* _Task objective_
Retype every line of the data below without changing anything, keeping the lines in their original order.

* _Extracted material_
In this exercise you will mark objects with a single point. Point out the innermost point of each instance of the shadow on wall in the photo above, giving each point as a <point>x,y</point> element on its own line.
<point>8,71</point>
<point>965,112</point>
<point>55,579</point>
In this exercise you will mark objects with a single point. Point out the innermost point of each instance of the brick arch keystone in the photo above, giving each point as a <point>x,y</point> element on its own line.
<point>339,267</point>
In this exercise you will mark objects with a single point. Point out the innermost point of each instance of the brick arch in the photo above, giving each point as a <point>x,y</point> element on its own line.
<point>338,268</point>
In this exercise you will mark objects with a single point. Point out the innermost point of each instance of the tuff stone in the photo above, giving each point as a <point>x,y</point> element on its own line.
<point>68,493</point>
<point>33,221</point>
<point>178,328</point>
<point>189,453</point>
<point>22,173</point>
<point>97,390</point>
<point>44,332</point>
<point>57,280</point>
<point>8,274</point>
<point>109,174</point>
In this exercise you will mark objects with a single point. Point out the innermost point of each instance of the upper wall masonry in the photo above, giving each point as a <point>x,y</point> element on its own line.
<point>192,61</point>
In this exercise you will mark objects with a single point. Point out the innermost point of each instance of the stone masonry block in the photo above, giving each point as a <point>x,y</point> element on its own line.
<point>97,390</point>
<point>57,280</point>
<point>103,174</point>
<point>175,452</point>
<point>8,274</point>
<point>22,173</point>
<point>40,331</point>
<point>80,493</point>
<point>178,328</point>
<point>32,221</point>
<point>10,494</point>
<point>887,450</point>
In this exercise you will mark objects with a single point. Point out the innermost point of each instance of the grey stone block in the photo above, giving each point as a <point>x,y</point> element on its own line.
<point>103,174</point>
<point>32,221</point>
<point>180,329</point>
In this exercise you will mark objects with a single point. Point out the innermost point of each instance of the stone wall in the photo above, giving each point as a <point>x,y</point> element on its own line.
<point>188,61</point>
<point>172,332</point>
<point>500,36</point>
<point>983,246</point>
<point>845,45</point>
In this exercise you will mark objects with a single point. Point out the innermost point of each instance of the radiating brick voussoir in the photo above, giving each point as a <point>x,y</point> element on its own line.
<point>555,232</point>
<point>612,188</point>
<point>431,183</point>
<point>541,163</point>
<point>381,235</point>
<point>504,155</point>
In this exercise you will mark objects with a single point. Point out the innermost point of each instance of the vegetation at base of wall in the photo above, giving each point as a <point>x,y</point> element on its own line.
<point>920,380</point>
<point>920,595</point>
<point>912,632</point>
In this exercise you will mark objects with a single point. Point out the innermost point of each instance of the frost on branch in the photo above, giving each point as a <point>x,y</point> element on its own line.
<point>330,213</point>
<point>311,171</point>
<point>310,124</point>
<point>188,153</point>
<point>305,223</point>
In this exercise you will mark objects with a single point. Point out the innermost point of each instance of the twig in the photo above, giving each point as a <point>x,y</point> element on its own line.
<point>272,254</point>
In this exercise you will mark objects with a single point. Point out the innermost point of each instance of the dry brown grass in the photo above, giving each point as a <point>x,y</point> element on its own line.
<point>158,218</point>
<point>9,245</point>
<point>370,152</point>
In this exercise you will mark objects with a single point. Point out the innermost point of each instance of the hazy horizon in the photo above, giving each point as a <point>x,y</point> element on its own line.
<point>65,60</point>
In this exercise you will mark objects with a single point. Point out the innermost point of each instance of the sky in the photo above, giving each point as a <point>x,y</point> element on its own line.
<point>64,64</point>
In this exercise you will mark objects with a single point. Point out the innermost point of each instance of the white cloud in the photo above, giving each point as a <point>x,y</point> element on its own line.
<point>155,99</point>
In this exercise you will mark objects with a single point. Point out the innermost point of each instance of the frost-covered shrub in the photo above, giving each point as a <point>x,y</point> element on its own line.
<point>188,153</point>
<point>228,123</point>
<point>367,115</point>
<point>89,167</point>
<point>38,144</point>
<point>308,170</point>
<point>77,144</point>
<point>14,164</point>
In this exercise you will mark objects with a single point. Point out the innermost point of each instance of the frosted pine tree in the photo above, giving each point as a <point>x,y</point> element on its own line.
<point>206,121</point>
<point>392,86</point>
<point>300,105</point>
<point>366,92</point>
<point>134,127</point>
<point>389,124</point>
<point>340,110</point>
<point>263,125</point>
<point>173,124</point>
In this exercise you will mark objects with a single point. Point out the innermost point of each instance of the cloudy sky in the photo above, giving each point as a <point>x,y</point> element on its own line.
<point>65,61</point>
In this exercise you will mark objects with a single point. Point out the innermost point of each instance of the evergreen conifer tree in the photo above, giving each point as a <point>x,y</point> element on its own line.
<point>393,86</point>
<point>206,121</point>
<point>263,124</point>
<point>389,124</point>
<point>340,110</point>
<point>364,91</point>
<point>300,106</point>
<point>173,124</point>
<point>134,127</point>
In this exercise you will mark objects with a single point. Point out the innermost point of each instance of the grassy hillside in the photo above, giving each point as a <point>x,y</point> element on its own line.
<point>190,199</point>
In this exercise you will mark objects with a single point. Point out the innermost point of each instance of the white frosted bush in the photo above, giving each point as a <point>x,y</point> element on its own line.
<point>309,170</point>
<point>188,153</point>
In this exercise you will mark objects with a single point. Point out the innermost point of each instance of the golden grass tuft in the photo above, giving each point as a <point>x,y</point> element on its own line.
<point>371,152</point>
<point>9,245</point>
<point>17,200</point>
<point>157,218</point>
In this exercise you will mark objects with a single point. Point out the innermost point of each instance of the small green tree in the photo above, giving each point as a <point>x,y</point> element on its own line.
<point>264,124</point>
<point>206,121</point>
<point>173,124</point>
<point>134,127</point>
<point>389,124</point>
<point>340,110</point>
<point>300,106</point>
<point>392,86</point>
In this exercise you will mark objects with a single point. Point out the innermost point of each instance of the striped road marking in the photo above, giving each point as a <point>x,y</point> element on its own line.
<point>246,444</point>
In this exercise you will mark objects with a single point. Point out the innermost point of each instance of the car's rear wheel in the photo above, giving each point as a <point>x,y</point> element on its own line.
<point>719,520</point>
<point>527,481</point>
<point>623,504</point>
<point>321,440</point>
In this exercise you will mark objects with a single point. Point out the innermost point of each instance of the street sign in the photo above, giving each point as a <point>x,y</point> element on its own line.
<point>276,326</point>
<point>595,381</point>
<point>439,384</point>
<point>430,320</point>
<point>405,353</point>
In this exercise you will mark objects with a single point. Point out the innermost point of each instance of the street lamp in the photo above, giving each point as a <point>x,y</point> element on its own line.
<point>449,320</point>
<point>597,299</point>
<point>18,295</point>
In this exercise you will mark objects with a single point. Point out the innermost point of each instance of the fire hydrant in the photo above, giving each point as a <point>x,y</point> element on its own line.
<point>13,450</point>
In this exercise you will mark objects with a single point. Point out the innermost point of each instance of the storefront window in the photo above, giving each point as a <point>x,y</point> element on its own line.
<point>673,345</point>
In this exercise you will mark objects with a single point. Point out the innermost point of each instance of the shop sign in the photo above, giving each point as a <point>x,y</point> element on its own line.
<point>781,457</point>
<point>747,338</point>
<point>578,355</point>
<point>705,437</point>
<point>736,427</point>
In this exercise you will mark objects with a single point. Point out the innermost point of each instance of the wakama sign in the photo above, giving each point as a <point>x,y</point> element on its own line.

* _Solution for this task_
In this exercise you will mark objects with a single point. Point out the innermost point of each instance of the shadow on wall in the photo above, giving each point as a <point>x,y</point> element on its own line.
<point>8,71</point>
<point>965,112</point>
<point>55,579</point>
In this exercise you will mark objects with a single point. Point out the innermost point of each instance of the brick arch keystone in the photo above, giving each point as a <point>x,y</point> element on its own line.
<point>339,267</point>
In this exercise you will mark objects with a single point. Point out the innermost point of each instance of the brick arch in the photo above, giving each point as a <point>x,y</point> element on its own line.
<point>338,268</point>
In this exercise you will mark objects with a single point. Point out the innermost point of each instance of the tuff stone in the photo above, giving each point as a <point>x,y</point> element on its own line.
<point>68,493</point>
<point>33,221</point>
<point>178,328</point>
<point>189,453</point>
<point>22,173</point>
<point>97,390</point>
<point>44,332</point>
<point>57,280</point>
<point>8,274</point>
<point>109,174</point>
In this exercise you will mark objects with a single point. Point out the innermost point of each instance of the upper wall masonry in the photo above, giving each point as a <point>x,y</point> element on its own line.
<point>192,61</point>
In this exercise you will mark objects with a single point. Point out the innermost point of each instance of the stone masonry block in the photo above, giving each point as a <point>x,y</point> element on its own line.
<point>97,390</point>
<point>57,280</point>
<point>103,174</point>
<point>175,452</point>
<point>8,274</point>
<point>22,173</point>
<point>40,331</point>
<point>80,493</point>
<point>178,328</point>
<point>32,221</point>
<point>10,494</point>
<point>887,450</point>
In this exercise you will mark objects with a single point. Point out the innermost point of each instance of the grey stone block in the photo above, giving each point as a <point>x,y</point> element on its own line.
<point>103,174</point>
<point>32,221</point>
<point>180,329</point>
In this exercise you will mark objects with a single point. Point out the innermost point of each instance of the stone wall in the photo above, giving each point as a <point>x,y</point> element on its own line.
<point>188,61</point>
<point>172,332</point>
<point>500,36</point>
<point>983,246</point>
<point>845,45</point>
In this exercise you will mark objects with a single point. Point out the innermost point of each instance of the radiating brick voussoir in the photo above, giving each point as a <point>x,y</point> element on its own line.
<point>555,232</point>
<point>612,188</point>
<point>431,183</point>
<point>541,163</point>
<point>381,235</point>
<point>504,155</point>
In this exercise you will mark objects with a single point. Point out the innermost point of each instance of the vegetation at base of wall in the photo above, giving each point as a <point>x,y</point> element on its own line.
<point>920,380</point>
<point>920,595</point>
<point>912,632</point>
In this exercise you will mark objects with a single point. Point out the innermost point of each instance of the frost on branch in the photo above, giving each point as a <point>x,y</point> element on its own line.
<point>330,213</point>
<point>311,171</point>
<point>310,124</point>
<point>188,153</point>
<point>305,223</point>
In this exercise you will mark objects with a single point. Point out the innermost point of each instance of the twig in the photo above, giving each point as a <point>x,y</point> element on its own line.
<point>272,254</point>
In this exercise you will mark objects with a single point. Point out the innermost point of each instance of the dry brown grass in the photo above, giving each point as a <point>x,y</point> element on its own line.
<point>158,218</point>
<point>9,245</point>
<point>370,152</point>
In this exercise you will mark objects with a single point. Point out the innermost point of each instance of the hazy horizon in the photo above, giving each point as a <point>x,y</point> element on its own line.
<point>65,60</point>
In this exercise you will mark objects with a single point. Point out the innermost point of each instance of the sky in the photo above, giving each point as a <point>x,y</point> element on its own line.
<point>64,64</point>
In this exercise you will mark objects with a single point. Point out the innermost point of each instance of the white cloud in the photo above, giving each point as a <point>x,y</point> element on its own line.
<point>155,99</point>
In this exercise you will mark objects with a single point. Point out the innermost point of each instance of the frost-covered shrub in the photo above, giving each point as a <point>x,y</point> element on its own line.
<point>188,153</point>
<point>228,123</point>
<point>367,115</point>
<point>89,167</point>
<point>38,144</point>
<point>308,170</point>
<point>77,144</point>
<point>14,164</point>
In this exercise you will mark objects with a single point. Point out the innermost point of each instance of the frosted pine tree in the photo above, giving each point as a <point>x,y</point> element on its own line.
<point>206,121</point>
<point>392,86</point>
<point>300,105</point>
<point>366,92</point>
<point>134,127</point>
<point>389,124</point>
<point>340,110</point>
<point>263,125</point>
<point>173,124</point>
In this exercise you will mark objects with a single point. Point out the innermost point of each instance of the cloudy sky in the photo above, giving each point as a <point>x,y</point> element on its own line.
<point>65,61</point>
In this exercise you will mark objects with a single point. Point out the innermost point of each instance of the evergreen conifer tree in the photo above, giving each point as a <point>x,y</point> element on its own line.
<point>393,86</point>
<point>206,121</point>
<point>263,124</point>
<point>389,124</point>
<point>340,110</point>
<point>364,91</point>
<point>300,106</point>
<point>173,124</point>
<point>134,127</point>
In this exercise you will mark objects with a single point. Point out the innermost point of each instance of the grassy hillside in the photo above, giving each point as a <point>x,y</point> element on its own line.
<point>190,199</point>
In this exercise you will mark objects with a single point. Point out the innermost point of each instance of the white frosted bush in the photo above, giving each point as a <point>x,y</point> element on its own line.
<point>309,170</point>
<point>188,153</point>
In this exercise you will mark objects with a single point. Point out the innermost point of each instance of the golden grass tuft in the photo above, giving each point as a <point>x,y</point> element on its own line.
<point>371,152</point>
<point>9,245</point>
<point>17,200</point>
<point>157,218</point>
In this exercise you will mark objects with a single point. Point out the innermost point of each instance of the small green tree in the photo above, giving each point as a <point>x,y</point> element on its own line.
<point>264,124</point>
<point>206,121</point>
<point>173,124</point>
<point>134,127</point>
<point>389,124</point>
<point>340,110</point>
<point>300,106</point>
<point>392,86</point>
In this exercise you will mark objects with a single point. Point out the innermost point of each instance of the striped road marking in the photo above, giving each point as a <point>x,y</point> element on its own line.
<point>246,444</point>
In this exercise you will mark objects with a single point. Point out the innermost point of each instance of the car's rear wheel in the photo above, giving each point as a <point>x,y</point> element on its own line.
<point>719,520</point>
<point>527,481</point>
<point>623,504</point>
<point>321,440</point>
In this exercise you will mark objects with a single point. Point out the innermost point of each instance of the street sign in the photo above, giving each point as a <point>x,y</point> element on its own line.
<point>276,326</point>
<point>595,381</point>
<point>439,384</point>
<point>430,320</point>
<point>405,353</point>
In this exercise you will mark objects with a single point. Point out the innermost point of each instance of the street lamp in the photo above, giving each point as a <point>x,y</point> element on its own line.
<point>449,320</point>
<point>597,299</point>
<point>18,295</point>
In this exercise you will mark objects with a single point. Point out the innermost point of each instance of the fire hydrant in the photo above, giving each point as a <point>x,y</point> element on its own line.
<point>13,450</point>
In this exercise you will mark objects with a single point. Point out the innermost point of each instance of the storefront window in the photo above, giving each point as a <point>x,y</point> element on its own line.
<point>673,345</point>
In this exercise you will mark objects with a single point. Point out the innermost point of each instance of the shop sign in the photo above, giving each point as a <point>x,y</point> element on its own line.
<point>781,457</point>
<point>747,338</point>
<point>578,355</point>
<point>705,437</point>
<point>736,427</point>
In this exercise you will mark objects with a single point. Point out the innermost point of each instance of the wakama sign in the photo above, giving each point as a <point>x,y</point> element on its own line.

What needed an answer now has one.